- EXCERPT PROVIDED:
'''

The monitor command provides real-time monitoring of model training progress, tracking metrics like loss and accuracy, with optional plot generation.
Usage
neurenix monitor [options]
Options
| Option | Type | Default | Description |
|---|
--log-dir | string | logs | Directory containing training logs |
--refresh-rate | float | 1.0 | Refresh rate in seconds |
--metrics | string | loss,accuracy | Metrics to display (comma-separated) |
--output | string | None | Output file for monitoring data |
--plot | flag | false | Generate plots for metrics |
Examples
Basic monitoring
Monitoring training logs in 'logs'...
Metrics: loss, accuracy
Refresh rate: 1.0 seconds
Press Ctrl+C to stop monitoring.
Epoch 1:
loss: 0.6234
accuracy: 0.7812
Epoch 2:
loss: 0.5123
accuracy: 0.8234
Epoch 3:
loss: 0.4567
accuracy: 0.8456
...
Monitor specific metrics
neurenix monitor --metrics loss,accuracy,val_loss,val_accuracy
Monitoring training logs in 'logs'...
Metrics: loss, accuracy, val_loss, val_accuracy
Refresh rate: 1.0 seconds
Press Ctrl+C to stop monitoring.
Epoch 1:
loss: 0.6234
accuracy: 0.7812
val_loss: 0.6543
val_accuracy: 0.7656
...
Custom log directory
neurenix monitor --log-dir experiments/run_1/logs
Monitoring training logs in 'experiments/run_1/logs'...
Metrics: loss, accuracy
Refresh rate: 1.0 seconds
Press Ctrl+C to stop monitoring.
...
Faster refresh rate
neurenix monitor --refresh-rate 0.5
Monitoring training logs in 'logs'...
Metrics: loss, accuracy
Refresh rate: 0.5 seconds
Press Ctrl+C to stop monitoring.
...
Save monitoring data
neurenix monitor --output monitoring_data.csv
Monitoring training logs in 'logs'...

'''

- REQUIRED WORK:
a) Which options does the options table in the neurenix monitor documentation above list? Give each option name.
b) Answer these questions from the neurenix monitor documentation above:
(i) What is the default refresh rate, in seconds?
(ii) Which directory is passed in the "Custom log directory" example?
(iii) What val_loss value is shown for Epoch 1 in the "Monitor specific metrics" example?
c) Write the next part of the neurenix monitor documentation, starting right after its final line.

- EXTRACTED INFORMATION:
'''

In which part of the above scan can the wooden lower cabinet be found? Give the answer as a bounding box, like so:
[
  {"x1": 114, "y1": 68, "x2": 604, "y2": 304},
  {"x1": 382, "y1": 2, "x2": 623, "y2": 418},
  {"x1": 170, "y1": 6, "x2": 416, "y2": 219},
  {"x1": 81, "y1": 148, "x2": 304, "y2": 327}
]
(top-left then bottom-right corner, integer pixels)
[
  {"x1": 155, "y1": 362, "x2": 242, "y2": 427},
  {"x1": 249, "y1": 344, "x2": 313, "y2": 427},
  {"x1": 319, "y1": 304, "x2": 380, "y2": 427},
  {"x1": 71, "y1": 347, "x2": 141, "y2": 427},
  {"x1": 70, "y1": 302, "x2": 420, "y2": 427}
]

'''
'''

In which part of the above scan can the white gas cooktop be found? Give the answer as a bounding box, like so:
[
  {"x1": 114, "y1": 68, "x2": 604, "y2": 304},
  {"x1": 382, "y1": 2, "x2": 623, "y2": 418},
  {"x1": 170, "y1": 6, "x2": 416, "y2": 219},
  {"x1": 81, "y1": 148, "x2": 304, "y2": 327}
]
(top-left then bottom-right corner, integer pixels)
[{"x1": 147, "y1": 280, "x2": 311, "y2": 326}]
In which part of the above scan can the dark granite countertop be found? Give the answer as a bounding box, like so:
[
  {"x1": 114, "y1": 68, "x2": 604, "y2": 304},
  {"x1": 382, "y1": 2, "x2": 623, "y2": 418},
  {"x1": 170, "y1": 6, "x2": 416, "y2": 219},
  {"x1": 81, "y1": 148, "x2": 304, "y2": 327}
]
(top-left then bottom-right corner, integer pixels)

'''

- ANSWERS FOR THE EXERCISE:
a)
--log-dir
--refresh-rate
--metrics
--output
--plot

b)
(i) 1.0 seconds
(ii) experiments/run_1/logs
(iii) 0.6543

c)
Metrics: loss, accuracy
Refresh rate: 1.0 seconds
Press Ctrl+C to stop monitoring.
Epoch 1:
loss: 0.6234
accuracy: 0.7812
...
Stopping monitoring...
This creates monitoring_data.csv:
epoch,loss,accuracy
1,0.6234,0.7812
2,0.5123,0.8234
3,0.4567,0.8456
Generate plots
Monitoring training logs in 'logs'...
Metrics: loss, accuracy
Refresh rate: 1.0 seconds
Press Ctrl+C to stop monitoring.
Epoch 1:
loss: 0.6234
accuracy: 0.7812
...
Stopping monitoring...
Plots saved to logs/plots
Complete monitoring setup
neurenix monitor \
--log-dir experiments/model_v1/logs \
--metrics loss,accuracy,val_loss,val_accuracy,lr \
--refresh-rate 2.0 \
--output monitoring.csv \
--plot
The monitor command reads JSON log files in the log directory:
{
"epoch": 1,
"loss": 0.6234,
"accuracy": 0.7812,
"val_loss": 0.6543,
"val_accuracy": 0.7656,
"lr": 0.001
}
Plot Generation
When --plot is enabled, individual plots are generated for each metric:
logs/plots/
├── loss_plot.png
├── accuracy_plot.png
├── val_loss_plot.png
└── val_accuracy_plot.png
Each plot shows the metric value versus epoch number.
Requirement: Plot generation requires matplotlib. Install with: pip install matplotlib
Real-time Monitoring Workflow
Terminal 1: Start training
neurenix run train.py --epochs 100
Terminal 2: Monitor progress
neurenix monitor --refresh-rate 1.0 --plot
Press Ctrl+C when training completes to save plots.
Error Handling
Log directory not found
neurenix monitor --log-dir missing_logs
Error: Log directory 'missing_logs' not found.
No log files
Monitoring training logs in 'logs'...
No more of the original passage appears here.